Excerpt from a dataset
START

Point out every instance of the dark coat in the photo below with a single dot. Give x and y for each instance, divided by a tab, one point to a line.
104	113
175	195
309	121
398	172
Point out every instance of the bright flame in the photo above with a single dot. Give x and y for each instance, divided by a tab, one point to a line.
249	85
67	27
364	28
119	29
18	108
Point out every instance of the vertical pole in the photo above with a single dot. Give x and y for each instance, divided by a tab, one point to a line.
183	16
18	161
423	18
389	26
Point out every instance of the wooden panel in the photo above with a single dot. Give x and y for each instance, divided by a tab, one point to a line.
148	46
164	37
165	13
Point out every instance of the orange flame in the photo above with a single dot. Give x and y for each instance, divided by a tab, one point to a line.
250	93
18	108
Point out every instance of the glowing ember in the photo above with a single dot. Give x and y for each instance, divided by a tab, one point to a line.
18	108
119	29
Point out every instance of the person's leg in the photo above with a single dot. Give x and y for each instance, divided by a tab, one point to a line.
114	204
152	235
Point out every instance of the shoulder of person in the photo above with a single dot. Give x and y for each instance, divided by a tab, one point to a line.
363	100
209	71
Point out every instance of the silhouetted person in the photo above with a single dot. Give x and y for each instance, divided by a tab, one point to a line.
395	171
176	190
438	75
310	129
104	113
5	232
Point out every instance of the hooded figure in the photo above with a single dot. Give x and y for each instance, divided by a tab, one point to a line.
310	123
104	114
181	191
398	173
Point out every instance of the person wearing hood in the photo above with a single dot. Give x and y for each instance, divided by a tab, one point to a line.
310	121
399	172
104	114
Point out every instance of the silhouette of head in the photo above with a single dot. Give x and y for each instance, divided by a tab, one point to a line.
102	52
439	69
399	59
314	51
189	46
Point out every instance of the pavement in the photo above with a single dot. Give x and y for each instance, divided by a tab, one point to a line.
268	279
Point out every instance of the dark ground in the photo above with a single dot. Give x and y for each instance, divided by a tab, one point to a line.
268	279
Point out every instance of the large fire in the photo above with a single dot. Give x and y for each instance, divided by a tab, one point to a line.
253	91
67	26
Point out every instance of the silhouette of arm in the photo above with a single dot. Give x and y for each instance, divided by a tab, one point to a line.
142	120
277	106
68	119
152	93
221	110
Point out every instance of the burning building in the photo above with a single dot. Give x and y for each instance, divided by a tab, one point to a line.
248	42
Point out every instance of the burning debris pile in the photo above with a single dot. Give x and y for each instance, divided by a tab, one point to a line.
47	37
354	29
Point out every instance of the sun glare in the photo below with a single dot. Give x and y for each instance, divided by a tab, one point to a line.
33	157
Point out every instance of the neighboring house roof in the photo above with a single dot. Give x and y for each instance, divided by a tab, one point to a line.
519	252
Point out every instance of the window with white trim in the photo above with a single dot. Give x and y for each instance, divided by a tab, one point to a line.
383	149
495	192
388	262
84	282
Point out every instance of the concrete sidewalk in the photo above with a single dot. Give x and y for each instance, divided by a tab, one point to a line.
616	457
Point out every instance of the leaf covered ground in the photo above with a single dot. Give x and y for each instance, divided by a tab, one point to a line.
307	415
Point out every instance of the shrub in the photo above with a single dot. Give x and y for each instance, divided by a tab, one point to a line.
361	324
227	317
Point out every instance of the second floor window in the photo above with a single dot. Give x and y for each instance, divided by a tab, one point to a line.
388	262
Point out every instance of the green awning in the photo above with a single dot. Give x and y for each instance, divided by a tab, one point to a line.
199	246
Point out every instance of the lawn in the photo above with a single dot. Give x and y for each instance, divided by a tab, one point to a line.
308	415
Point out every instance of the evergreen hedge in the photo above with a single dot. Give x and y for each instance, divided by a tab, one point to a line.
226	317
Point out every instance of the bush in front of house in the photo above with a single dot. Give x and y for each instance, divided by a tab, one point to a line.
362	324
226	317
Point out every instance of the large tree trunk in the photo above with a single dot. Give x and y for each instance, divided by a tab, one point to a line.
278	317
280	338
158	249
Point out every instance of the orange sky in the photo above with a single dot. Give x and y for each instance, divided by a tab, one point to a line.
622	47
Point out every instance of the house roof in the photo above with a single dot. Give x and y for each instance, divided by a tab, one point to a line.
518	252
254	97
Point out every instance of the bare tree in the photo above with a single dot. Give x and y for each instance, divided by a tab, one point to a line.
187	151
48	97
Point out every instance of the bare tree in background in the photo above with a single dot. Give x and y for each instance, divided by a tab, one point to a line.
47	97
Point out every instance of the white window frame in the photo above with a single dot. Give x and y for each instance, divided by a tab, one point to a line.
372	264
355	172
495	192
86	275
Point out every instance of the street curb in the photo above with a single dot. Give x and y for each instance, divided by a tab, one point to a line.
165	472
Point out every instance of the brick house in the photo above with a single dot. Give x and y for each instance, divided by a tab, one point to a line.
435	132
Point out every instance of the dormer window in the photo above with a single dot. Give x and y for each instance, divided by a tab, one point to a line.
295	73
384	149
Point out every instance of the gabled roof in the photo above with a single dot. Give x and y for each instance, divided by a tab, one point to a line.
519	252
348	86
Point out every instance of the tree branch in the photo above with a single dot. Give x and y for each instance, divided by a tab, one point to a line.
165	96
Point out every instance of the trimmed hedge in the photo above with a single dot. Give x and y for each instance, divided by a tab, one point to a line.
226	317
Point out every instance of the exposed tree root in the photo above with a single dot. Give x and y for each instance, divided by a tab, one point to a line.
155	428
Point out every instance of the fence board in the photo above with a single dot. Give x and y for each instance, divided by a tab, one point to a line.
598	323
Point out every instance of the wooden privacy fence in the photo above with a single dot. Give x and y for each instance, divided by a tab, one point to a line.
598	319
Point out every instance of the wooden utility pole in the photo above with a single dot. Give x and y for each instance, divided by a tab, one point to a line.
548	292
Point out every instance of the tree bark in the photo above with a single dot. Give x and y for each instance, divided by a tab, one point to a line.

END

* **Set problem**
Reproduce the full listing word for word.

* **Output for this exercise**
Point out every instance of the dark coat in the photo below with a single dot. Give x and y for each instance, divided by a tab, one point to a line.
104	113
175	195
309	121
398	172
Point out every instance of the bright flame in the photo above with a single dot. Give x and y for each instance, divided by a tab, one point to a line.
249	85
67	27
364	28
119	29
18	108
Point out every instance of the vertical pole in the photo above with a single dot. Give x and y for each instance, divided by a tab, one point to a line.
183	16
18	161
423	18
389	26
Point out every instance of the wooden panel in the photo above with a single dot. Give x and y for each instance, divided by a tab, one point to a line.
148	46
164	37
165	13
Point out every instance of the orange flame in the photo above with a single dot. Give x and y for each instance, divided by a tab, one point to a line.
250	93
18	108
Point out every instance of the glowing ember in the photo above with a single dot. Give x and y for each instance, divided by a tab, one point to a line.
18	108
119	29
Point out every instance of the person's leg in the photo above with a single dot. Give x and y for each instance, divided by a tab, one point to a line.
114	204
152	235
Point out every instance of the shoulder of person in the photo above with a single dot. Give x and y for each instance, divided by a tab, one point to a line.
363	100
209	71
Point out every instance of the silhouetted person in the photo above with a single dot. Give x and y for each instance, divided by a tab, one point to a line.
395	171
176	190
438	75
310	129
104	113
5	232
Point out every instance of the hooded figure in the photo above with a single dot. Give x and y for each instance, divided by a tab, one point to a line.
310	123
104	114
181	191
398	173
Point out every instance of the person wearing hood in the photo above with a single dot. Give x and y for each instance, divided by a tab, one point to a line.
310	121
399	172
104	114
Point out every instance of the silhouette of head in the photo above with a single dot. Give x and y for each instance, divided by a tab, one point to a line.
102	52
439	69
399	59
314	51
189	46
Point out every instance of the pavement in the photo above with a single dot. Give x and y for each instance, divided by a tab, one point to a line.
268	279
Point out every instance of the dark ground in the photo above with a single dot. Give x and y for each instance, divided by a tab, one point to a line.
268	279
Point out every instance of the large fire in the photo above with a single dot. Give x and y for each instance, divided by a tab, one point to a line.
253	91
67	26
Point out every instance of the silhouette of arm in the photo above with a single dot. Give x and y for each instance, divided by a tab, one point to a line.
142	120
277	106
68	119
152	93
221	110
Point out every instance of the burning building in the photo above with a single dot. Give x and y for each instance, divided by a tab, one point to a line.
248	42
Point out every instance of the burning debris pile in the photo above with a single dot. Give x and y for each instance, divided by a tab, one point to a line.
47	37
354	29
Point out every instance of the sun glare in the photo below with a single dot. Give x and y for each instance, divided by a tab, one point to a line.
33	157
Point out every instance of the neighboring house roof in the photo above with a single dot. Give x and y for each instance, divided by a tab, one point to a line.
519	252
Point out every instance of the window with white trim in the photo above with a single dot. Give x and y for each instance, divided by a tab, one point to a line.
383	149
495	192
388	262
84	282
Point out every instance of the concrete sidewalk in the photo above with a single dot. Give x and y for each instance, divided by a tab, one point to a line.
616	457
Point out every instance of the leaf covered ground in the photo above with a single dot. Give x and y for each instance, divided by a tab, one point to a line.
307	415
Point out every instance of the shrub in the photo above with a single dot. Give x and y for each instance, divided by a tab, one point to a line.
361	324
227	317
Point out every instance of the second floor window in the photo above with a single dot. Give x and y for each instance, divided by a tab, one point to a line.
388	262
Point out every instance of the green awning in the photo above with a single dot. Give x and y for each instance, divided by a tab, one point to a line.
199	246
Point out every instance of the lawn in the photo above with a single dot. Give x and y for each instance, divided by a tab, one point to a line.
308	415
Point out every instance of the evergreen hedge in the photo above with a single dot. Give x and y for each instance, divided by a tab, one point to a line.
226	317
Point out every instance of the bush in front of house in the photo above with a single dot. Give x and y for each instance, divided by a tab, one point to a line.
362	324
226	317
Point out every instance of the large tree trunk in the photo above with a single dot. Give x and y for each instance, divided by a tab, one point to a line.
278	317
280	338
158	249
Point out every instance of the orange sky in the photo above with a single dot. Give x and y for each instance, divided by a tab, one point to a line.
622	47
Point out every instance of the house roof in the photo above with a single dot. Give x and y for each instance, divided by a tab, one point to a line.
518	252
254	97
Point out every instance of the bare tree in the photo above with a single dot. Give x and y for each instance, divided by a tab, one point to a line.
187	151
48	97
Point out every instance of the bare tree in background in the photo above with a single dot. Give x and y for each instance, divided by a tab, one point to a line.
47	97
Point out every instance of the white window frame in the photo above with a single dot. Give x and y for each instance, divided by a tab, one point to a line.
372	264
355	172
495	192
86	275
Point out every instance of the street curb in the photo above with a single dot. Give x and y for each instance, divided by a tab, one point to a line.
165	472
Point out every instance of the brick house in the photo above with a single dot. Give x and y for each instance, divided by a tab, one point to a line.
435	132
Point out every instance of the dormer window in the photo above with a single dot. Give x and y for each instance, divided by a tab, one point to a line.
295	73
384	149
Point out every instance of the gabled roof in the photo above with a single dot. Give x and y for each instance, divided by a tab, one point to a line.
519	252
348	86
Point out every instance of the tree branch in the photo above with a single dot. Give x and y for each instance, divided by a tab, one point to a line.
165	96
Point out every instance of the trimmed hedge in the photo above with a single dot. Give x and y for each instance, divided by a tab, one point to a line.
226	317
Point out every instance of the exposed tree root in the photo above with a single dot. Give x and y for each instance, divided by a tab, one point to a line.
155	428
Point out every instance of the fence board in the photo above with a single dot. Give x and y for each instance, divided by a tab, one point to a line.
598	323
Point out every instance of the wooden privacy fence in the photo above with a single dot. Give x and y for each instance, divided by a tab, one point to a line.
598	319
Point out every instance of the wooden utility pole in the photo above with a single dot. Give x and y for each instance, divided by a tab, one point to a line.
548	292
Point out every instance of the tree bark in the photo above with a single dot. Give x and y for each instance, divided by a tab, one point to a line.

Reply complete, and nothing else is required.